* _What is expected_
Where pictures appear, omit them, and copy exactly only the lines from the start of the listing through the line containing "Circle any white shirt collar in the image.", both included.

————

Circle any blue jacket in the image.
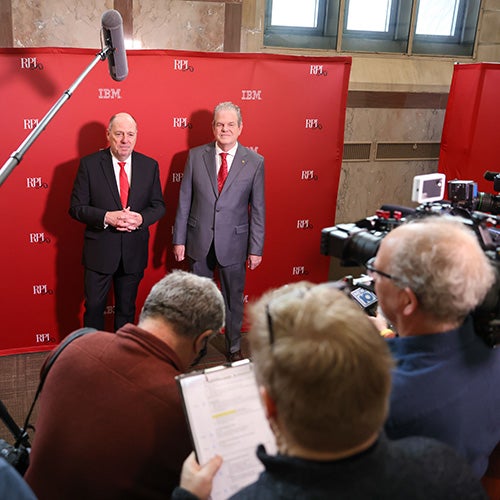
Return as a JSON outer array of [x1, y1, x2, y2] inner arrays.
[[385, 315, 500, 477]]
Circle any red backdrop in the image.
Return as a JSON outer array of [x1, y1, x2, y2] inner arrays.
[[0, 48, 351, 355], [439, 63, 500, 193]]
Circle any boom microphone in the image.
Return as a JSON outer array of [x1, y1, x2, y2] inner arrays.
[[101, 9, 128, 82]]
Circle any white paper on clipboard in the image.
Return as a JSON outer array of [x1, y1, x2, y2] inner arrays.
[[176, 360, 277, 500]]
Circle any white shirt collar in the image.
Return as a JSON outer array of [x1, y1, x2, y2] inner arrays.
[[215, 143, 238, 157]]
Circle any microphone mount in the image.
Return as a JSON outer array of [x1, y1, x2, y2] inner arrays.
[[98, 44, 113, 62], [0, 31, 116, 187]]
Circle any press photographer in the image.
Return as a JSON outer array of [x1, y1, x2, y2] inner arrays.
[[360, 215, 500, 479], [321, 173, 500, 347], [321, 174, 500, 479]]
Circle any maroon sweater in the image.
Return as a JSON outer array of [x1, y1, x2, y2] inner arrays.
[[25, 325, 192, 499]]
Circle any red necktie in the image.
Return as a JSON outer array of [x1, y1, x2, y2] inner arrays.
[[118, 161, 129, 208], [218, 153, 228, 193]]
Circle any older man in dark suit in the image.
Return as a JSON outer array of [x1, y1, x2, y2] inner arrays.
[[70, 112, 165, 331], [173, 102, 265, 361]]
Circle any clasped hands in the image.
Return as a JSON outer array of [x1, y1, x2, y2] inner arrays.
[[105, 207, 143, 232]]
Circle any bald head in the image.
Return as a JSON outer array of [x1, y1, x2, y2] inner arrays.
[[107, 112, 138, 161], [377, 216, 496, 322]]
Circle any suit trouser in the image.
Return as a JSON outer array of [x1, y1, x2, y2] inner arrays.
[[84, 261, 144, 332], [191, 243, 246, 354]]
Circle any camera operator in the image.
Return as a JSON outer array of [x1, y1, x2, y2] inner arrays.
[[367, 215, 500, 478], [24, 270, 225, 499]]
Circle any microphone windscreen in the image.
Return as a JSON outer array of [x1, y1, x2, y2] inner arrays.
[[101, 10, 128, 82]]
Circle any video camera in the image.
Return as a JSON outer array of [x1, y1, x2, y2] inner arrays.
[[321, 171, 500, 347]]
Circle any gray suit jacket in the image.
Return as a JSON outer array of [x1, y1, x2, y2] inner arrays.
[[173, 142, 265, 267]]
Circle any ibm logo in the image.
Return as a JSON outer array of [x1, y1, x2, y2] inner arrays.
[[26, 177, 48, 189], [305, 119, 322, 129], [172, 172, 183, 183], [310, 65, 328, 76], [29, 232, 50, 244], [24, 119, 39, 130], [241, 90, 262, 101], [248, 146, 260, 153], [173, 117, 191, 129], [173, 59, 194, 72], [297, 219, 313, 230], [98, 89, 122, 100], [292, 266, 309, 276], [33, 284, 53, 295], [35, 333, 54, 344], [20, 57, 43, 70], [301, 170, 318, 181]]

————

* _Response area_
Circle any blue jacket in the image.
Return as a JSON outer array of [x1, y1, x2, y2] inner arrays.
[[385, 315, 500, 477]]
Circle any red backdrop in the image.
Return as a JSON outer array of [x1, y1, x2, y2] inner arrays.
[[0, 48, 351, 355], [439, 63, 500, 193]]
Circle any boom microphone in the image.
Return as a JSON outer array of [x1, y1, x2, y2] inner arrays.
[[101, 9, 128, 82]]
Circle any white paper on clipboard in the image.
Return as a JSON outer array of [x1, y1, x2, y2] inner arrays.
[[176, 360, 277, 500]]
Circle any white shirt collar in the image.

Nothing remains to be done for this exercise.